Find every line in the listing below that contains the word "pillow" and copy each of those lines.

#### Data section

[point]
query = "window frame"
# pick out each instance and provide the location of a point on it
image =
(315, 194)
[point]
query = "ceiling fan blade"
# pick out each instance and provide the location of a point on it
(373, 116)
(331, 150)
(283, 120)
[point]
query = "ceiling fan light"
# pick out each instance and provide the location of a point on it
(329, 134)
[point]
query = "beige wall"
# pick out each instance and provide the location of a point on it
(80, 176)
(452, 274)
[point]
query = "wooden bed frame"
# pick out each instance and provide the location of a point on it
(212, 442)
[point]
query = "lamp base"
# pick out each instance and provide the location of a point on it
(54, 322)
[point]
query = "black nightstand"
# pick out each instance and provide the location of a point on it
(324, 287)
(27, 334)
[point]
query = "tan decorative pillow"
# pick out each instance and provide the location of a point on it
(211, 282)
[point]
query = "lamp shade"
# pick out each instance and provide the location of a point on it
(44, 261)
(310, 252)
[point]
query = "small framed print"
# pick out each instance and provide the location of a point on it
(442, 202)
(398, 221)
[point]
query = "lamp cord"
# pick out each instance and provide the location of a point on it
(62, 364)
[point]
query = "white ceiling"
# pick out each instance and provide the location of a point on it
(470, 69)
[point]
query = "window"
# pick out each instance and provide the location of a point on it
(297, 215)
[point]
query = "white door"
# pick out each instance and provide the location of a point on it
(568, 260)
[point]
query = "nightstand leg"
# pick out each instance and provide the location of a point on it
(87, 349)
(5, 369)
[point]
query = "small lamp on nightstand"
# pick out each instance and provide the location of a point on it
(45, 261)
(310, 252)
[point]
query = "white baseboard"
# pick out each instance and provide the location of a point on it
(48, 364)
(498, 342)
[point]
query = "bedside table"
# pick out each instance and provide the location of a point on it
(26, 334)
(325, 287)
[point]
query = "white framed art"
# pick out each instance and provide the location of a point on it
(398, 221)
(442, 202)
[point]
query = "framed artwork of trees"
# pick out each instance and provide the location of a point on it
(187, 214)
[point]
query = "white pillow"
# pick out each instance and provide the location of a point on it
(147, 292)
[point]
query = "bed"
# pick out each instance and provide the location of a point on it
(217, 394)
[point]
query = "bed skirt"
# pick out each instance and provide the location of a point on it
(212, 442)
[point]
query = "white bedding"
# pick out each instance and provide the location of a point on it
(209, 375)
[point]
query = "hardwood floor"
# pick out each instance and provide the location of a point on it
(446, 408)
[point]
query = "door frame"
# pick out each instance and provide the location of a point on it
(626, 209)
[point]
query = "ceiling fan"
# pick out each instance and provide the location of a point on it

########

> [Written response]
query = "tan decorative pillow"
query = "white pillow"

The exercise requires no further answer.